◆ **Set problem**
Rewrite all the data below, replacing every "Report" with "Result" and leaving everything else unchanged. Leave the pictures out of your answer.

-- Start of Information given --

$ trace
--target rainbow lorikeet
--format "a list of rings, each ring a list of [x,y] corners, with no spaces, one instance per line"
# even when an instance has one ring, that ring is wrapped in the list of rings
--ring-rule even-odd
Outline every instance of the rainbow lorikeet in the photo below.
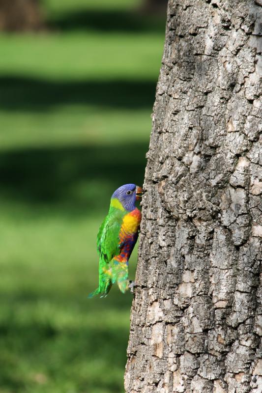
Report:
[[[128,288],[128,260],[138,237],[141,213],[136,200],[142,196],[141,187],[125,184],[114,193],[109,211],[97,238],[99,254],[99,286],[89,295],[106,296],[115,282],[124,293]]]

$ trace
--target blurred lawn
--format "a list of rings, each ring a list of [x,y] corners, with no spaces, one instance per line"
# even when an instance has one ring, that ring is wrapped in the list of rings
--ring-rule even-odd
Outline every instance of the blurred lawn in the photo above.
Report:
[[[143,184],[165,21],[42,3],[49,30],[0,36],[0,392],[118,393],[132,296],[87,295],[111,194]]]

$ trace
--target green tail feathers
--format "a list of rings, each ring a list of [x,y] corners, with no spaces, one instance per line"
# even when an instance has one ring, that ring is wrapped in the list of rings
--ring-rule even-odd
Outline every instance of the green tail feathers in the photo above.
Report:
[[[95,289],[94,291],[91,292],[91,293],[89,293],[87,296],[88,299],[92,299],[93,298],[94,296],[96,296],[97,295],[99,295],[100,293],[100,291],[99,288],[97,288],[96,289]]]
[[[112,283],[111,281],[107,282],[107,285],[103,285],[103,287],[99,286],[98,288],[97,288],[96,289],[89,294],[87,298],[92,299],[92,298],[97,296],[98,295],[100,295],[100,298],[105,298],[108,295],[112,286]]]

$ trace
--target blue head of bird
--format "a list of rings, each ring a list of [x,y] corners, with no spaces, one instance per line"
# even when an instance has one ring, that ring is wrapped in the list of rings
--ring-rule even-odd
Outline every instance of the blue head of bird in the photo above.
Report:
[[[117,188],[111,197],[111,200],[117,199],[124,209],[131,211],[135,209],[136,200],[140,199],[142,196],[143,190],[136,184],[124,184]]]

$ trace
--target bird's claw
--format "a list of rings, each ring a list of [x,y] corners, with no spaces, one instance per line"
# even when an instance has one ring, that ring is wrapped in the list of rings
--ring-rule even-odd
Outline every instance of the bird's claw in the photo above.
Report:
[[[131,293],[134,293],[135,291],[135,288],[137,286],[137,284],[135,281],[129,281],[129,285],[128,285],[128,288],[130,289],[130,292]]]

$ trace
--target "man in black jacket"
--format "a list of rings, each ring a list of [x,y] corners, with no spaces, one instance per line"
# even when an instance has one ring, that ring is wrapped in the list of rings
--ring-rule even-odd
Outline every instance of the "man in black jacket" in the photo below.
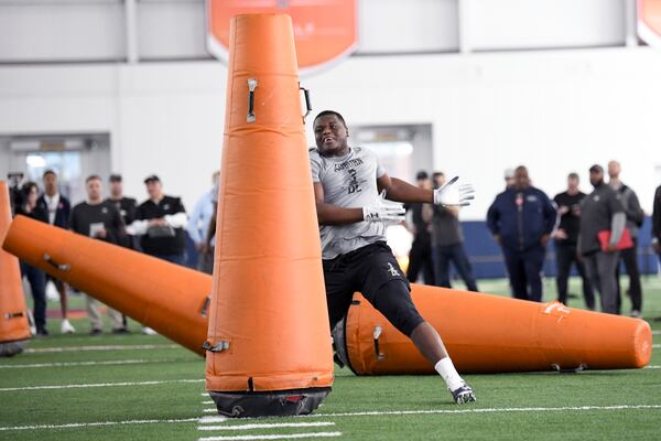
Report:
[[[652,213],[652,247],[661,261],[661,185],[654,192],[654,211]]]
[[[71,228],[83,236],[104,240],[110,244],[120,244],[124,235],[121,216],[115,205],[101,197],[101,179],[93,174],[85,180],[87,201],[79,203],[72,209]],[[91,324],[91,335],[102,332],[104,323],[99,310],[99,301],[87,295],[87,315]],[[108,316],[112,325],[112,333],[126,334],[121,313],[108,308]]]
[[[636,192],[629,186],[625,185],[620,179],[620,163],[617,161],[610,161],[608,163],[608,185],[615,190],[622,203],[625,212],[627,214],[627,229],[633,240],[633,247],[622,249],[620,251],[620,259],[625,263],[625,269],[629,276],[629,290],[628,293],[631,297],[631,316],[639,318],[640,311],[642,311],[642,287],[640,284],[640,270],[638,269],[638,229],[642,226],[644,220],[644,213],[640,207],[640,202]],[[619,265],[616,270],[617,279],[617,305],[618,310],[621,304],[621,290],[619,283]]]
[[[514,170],[514,185],[489,207],[487,226],[502,249],[516,299],[542,301],[542,270],[555,213],[549,196],[530,185],[522,165]]]
[[[583,298],[589,310],[595,309],[595,293],[592,283],[585,272],[583,261],[576,255],[578,241],[578,229],[581,228],[581,202],[586,194],[578,190],[578,174],[570,173],[567,176],[567,190],[553,197],[557,205],[560,225],[555,230],[555,258],[557,266],[557,301],[567,304],[567,280],[572,263],[583,281]]]

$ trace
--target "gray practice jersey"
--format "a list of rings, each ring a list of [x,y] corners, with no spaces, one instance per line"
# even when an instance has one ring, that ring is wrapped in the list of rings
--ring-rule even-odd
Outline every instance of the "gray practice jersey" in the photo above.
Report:
[[[322,183],[324,202],[345,208],[372,205],[379,197],[377,179],[386,174],[377,154],[360,147],[342,157],[322,157],[310,150],[312,181]],[[378,240],[386,240],[386,226],[376,222],[322,225],[322,258],[333,259]]]

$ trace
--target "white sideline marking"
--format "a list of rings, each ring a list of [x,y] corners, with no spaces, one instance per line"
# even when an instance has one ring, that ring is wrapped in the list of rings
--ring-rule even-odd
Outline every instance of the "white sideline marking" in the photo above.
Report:
[[[56,352],[78,352],[78,351],[137,351],[137,349],[171,349],[183,347],[181,345],[106,345],[106,346],[66,346],[66,347],[37,347],[26,348],[25,354],[47,354]]]
[[[0,369],[18,369],[24,367],[69,367],[69,366],[97,366],[97,365],[137,365],[142,363],[164,363],[166,359],[115,359],[109,362],[64,362],[64,363],[35,363],[31,365],[0,365]]]
[[[197,441],[223,441],[223,440],[292,440],[294,438],[332,438],[342,437],[342,432],[310,432],[292,434],[242,434],[238,437],[208,437],[198,438]]]
[[[83,427],[98,427],[98,426],[123,426],[123,424],[164,424],[164,423],[180,423],[180,422],[194,422],[197,418],[183,418],[178,420],[128,420],[128,421],[99,421],[99,422],[71,422],[68,424],[39,424],[39,426],[13,426],[13,427],[0,427],[0,431],[7,430],[42,430],[42,429],[69,429],[69,428],[83,428]]]
[[[403,415],[440,415],[440,413],[497,413],[497,412],[552,412],[565,410],[628,410],[628,409],[661,409],[661,405],[621,405],[621,406],[565,406],[565,407],[492,407],[481,409],[430,409],[430,410],[368,410],[364,412],[312,413],[299,418],[332,418],[332,417],[382,417]]]
[[[10,392],[15,390],[42,390],[42,389],[76,389],[88,387],[119,387],[119,386],[151,386],[163,385],[166,383],[202,383],[204,379],[166,379],[158,381],[127,381],[127,383],[91,383],[86,385],[57,385],[57,386],[26,386],[26,387],[3,387],[0,392]]]
[[[227,421],[227,417],[223,417],[221,415],[218,415],[215,417],[202,417],[198,422],[201,424],[213,424],[214,422],[223,422],[223,421]]]
[[[202,426],[197,430],[252,430],[252,429],[274,429],[274,428],[301,428],[301,427],[323,427],[323,426],[335,426],[335,422],[330,421],[317,421],[317,422],[275,422],[275,423],[263,423],[263,424],[235,424],[235,426]]]

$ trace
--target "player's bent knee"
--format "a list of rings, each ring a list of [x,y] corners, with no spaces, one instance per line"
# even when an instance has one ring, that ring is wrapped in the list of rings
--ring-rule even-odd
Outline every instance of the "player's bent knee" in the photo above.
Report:
[[[424,319],[413,304],[409,287],[403,280],[390,280],[377,290],[373,299],[368,300],[399,332],[408,337],[421,323],[424,323]]]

-- End of Information given --

◆ **Solution to the problem**
$ trace
--target rainbow lorikeet
--format "a list of rings, each ring a list of [x,y] corners, with no spaces, one instance per line"
# even when an instance has one ring, that ring is wrapped in the list of rings
--ring-rule even-odd
Outline every instance of the rainbow lorikeet in the photo below.
Result:
[[[128,288],[128,260],[138,237],[141,213],[136,200],[142,196],[141,187],[125,184],[114,193],[109,211],[97,238],[99,254],[99,286],[89,295],[106,296],[115,282],[124,293]]]

$ trace
--target blurred lawn
--format "a list of rings, each ring a list of [x,y] corners, with no spaces, one instance per line"
# even when an instance has one ring, that ring is wrapped in the list of rings
--ring-rule even-odd
Outline every instance of the blurred lawn in the photo above.
Result:
[[[143,184],[165,21],[42,3],[49,30],[0,36],[0,392],[118,393],[132,296],[87,295],[111,194]]]

$ trace
--target green tail feathers
--format "a list of rings, each ring a list of [x,y] corners, with no spaces, one instance per line"
# even when an instance has one ring, that ring is wrapped in the list of rings
--ring-rule even-odd
Outline every instance of the green tail feathers in the photo above.
Result:
[[[95,289],[94,291],[91,292],[91,293],[89,293],[87,296],[88,299],[92,299],[93,298],[94,296],[96,296],[97,295],[99,295],[100,293],[100,291],[99,288],[97,288],[96,289]]]
[[[112,283],[111,281],[107,282],[107,285],[103,285],[103,287],[99,286],[98,288],[97,288],[96,289],[89,294],[87,298],[92,299],[92,298],[97,296],[98,295],[100,295],[100,298],[105,298],[108,295],[112,286]]]

$ trace
--target blue head of bird
--format "a list of rings, each ring a list of [x,y] corners, with no spaces, one instance per line"
# even when an instance has one ring, that ring is wrapped in the list of rings
--ring-rule even-odd
Outline every instance of the blue head of bird in the photo above.
Result:
[[[117,188],[111,197],[111,200],[117,199],[124,209],[131,211],[135,209],[136,200],[140,199],[142,196],[143,190],[136,184],[124,184]]]

$ trace
--target bird's claw
--format "a list of rings, each ring a list of [x,y] corners, with no spaces, one instance per line"
# even when an instance has one ring, that ring is wrapped in the list of rings
--ring-rule even-odd
Outline every instance of the bird's claw in the photo above.
Result:
[[[131,293],[134,293],[135,291],[135,288],[137,286],[137,284],[135,281],[129,281],[129,285],[128,285],[128,288],[130,289],[130,292]]]

$ trace
--target "man in black jacket"
--format "a list of rings, each ring a list of [x,y] corners, with no spaces, one instance per line"
# even when an instance has one ring, that ring is wrapped in the list of rings
--ring-rule even-odd
Outline every instance of the "man in black jacket" in the photo below.
Result:
[[[652,213],[652,247],[661,261],[661,185],[654,192],[654,211]]]
[[[71,228],[83,236],[104,240],[110,244],[120,244],[124,235],[121,216],[115,205],[101,197],[101,179],[93,174],[85,180],[87,201],[79,203],[72,209]],[[91,324],[91,335],[102,332],[104,323],[99,310],[99,301],[87,295],[87,315]],[[108,316],[112,325],[112,333],[126,334],[121,313],[108,308]]]
[[[636,192],[629,186],[625,185],[620,179],[620,163],[617,161],[610,161],[608,163],[608,185],[615,190],[622,203],[625,212],[627,214],[627,229],[633,240],[633,247],[622,249],[620,251],[620,259],[625,263],[625,269],[629,276],[629,290],[628,293],[631,297],[631,316],[639,318],[640,311],[642,311],[642,287],[640,284],[640,270],[638,269],[638,229],[642,226],[644,220],[644,213],[640,207],[640,202]],[[619,265],[616,270],[617,279],[617,305],[618,310],[621,304],[621,290],[619,283]]]
[[[514,170],[514,185],[489,207],[487,226],[502,249],[516,299],[542,301],[542,270],[555,213],[549,196],[530,185],[522,165]]]
[[[583,298],[589,310],[595,309],[595,293],[592,283],[585,272],[583,261],[576,255],[578,241],[578,229],[581,228],[581,202],[586,194],[578,190],[578,174],[570,173],[567,176],[567,190],[553,197],[557,205],[560,225],[555,230],[555,258],[557,266],[557,301],[567,304],[567,280],[572,263],[583,281]]]

$ trace
--target "gray practice jersey"
--format "a list of rings, each ring a list of [x,y] corners, with no spaces, one instance per line"
# even when an instance has one ring, that ring is wrapped in the list of rings
--ring-rule even-odd
Outline every instance of the "gray practice jersey" in the photo above.
Result:
[[[322,183],[324,202],[345,208],[372,205],[379,197],[377,179],[386,174],[377,154],[360,147],[342,157],[322,157],[310,150],[312,181]],[[378,240],[386,240],[386,226],[376,222],[322,225],[322,258],[333,259]]]

$ trace
--target "white sideline marking"
--format "a list of rings, each ring a list of [x,y] corners, with no spaces, one instance per line"
# even when an instance has one ring, that ring is wrapped in the list of rings
--ring-rule even-odd
Outline every instance of the "white sideline marking" in the photo above.
Result:
[[[56,352],[78,352],[78,351],[137,351],[137,349],[171,349],[183,347],[181,345],[106,345],[106,346],[66,346],[66,347],[37,347],[26,348],[25,354],[47,354]]]
[[[0,369],[18,369],[24,367],[69,367],[69,366],[97,366],[97,365],[137,365],[142,363],[164,363],[166,359],[115,359],[109,362],[64,362],[64,363],[35,363],[31,365],[0,365]]]
[[[197,441],[223,441],[223,440],[292,440],[294,438],[332,438],[342,437],[342,432],[310,432],[292,434],[242,434],[238,437],[208,437],[198,438]]]
[[[83,427],[98,427],[98,426],[123,426],[123,424],[164,424],[164,423],[180,423],[180,422],[194,422],[197,418],[183,418],[178,420],[128,420],[128,421],[99,421],[99,422],[71,422],[68,424],[39,424],[39,426],[13,426],[13,427],[0,427],[0,431],[7,430],[42,430],[42,429],[69,429],[69,428],[83,428]]]
[[[403,415],[440,415],[440,413],[497,413],[497,412],[552,412],[565,410],[628,410],[628,409],[661,409],[661,405],[621,405],[621,406],[565,406],[565,407],[492,407],[481,409],[430,409],[430,410],[368,410],[364,412],[312,413],[299,418],[332,418],[332,417],[382,417]]]
[[[10,392],[15,390],[42,390],[42,389],[76,389],[88,387],[119,387],[119,386],[151,386],[163,385],[166,383],[202,383],[204,379],[166,379],[158,381],[127,381],[127,383],[91,383],[86,385],[57,385],[57,386],[26,386],[26,387],[3,387],[0,392]]]
[[[227,421],[227,417],[223,417],[221,415],[218,415],[215,417],[202,417],[198,422],[201,424],[213,424],[214,422],[223,422],[223,421]]]
[[[202,426],[197,430],[252,430],[252,429],[274,429],[274,428],[301,428],[301,427],[323,427],[323,426],[335,426],[335,422],[330,421],[317,421],[317,422],[275,422],[275,423],[263,423],[263,424],[235,424],[235,426]]]

$ trace
--target "player's bent knee"
--format "a list of rings, each ring a list of [x,y] corners, with no spaces, one instance per line"
# even when an instance has one ring, that ring is wrapped in the list of rings
--ring-rule even-odd
Outline every instance of the "player's bent knee" in the photo above.
Result:
[[[424,319],[413,304],[409,287],[403,280],[390,280],[377,290],[373,299],[368,300],[399,332],[408,337],[421,323],[424,323]]]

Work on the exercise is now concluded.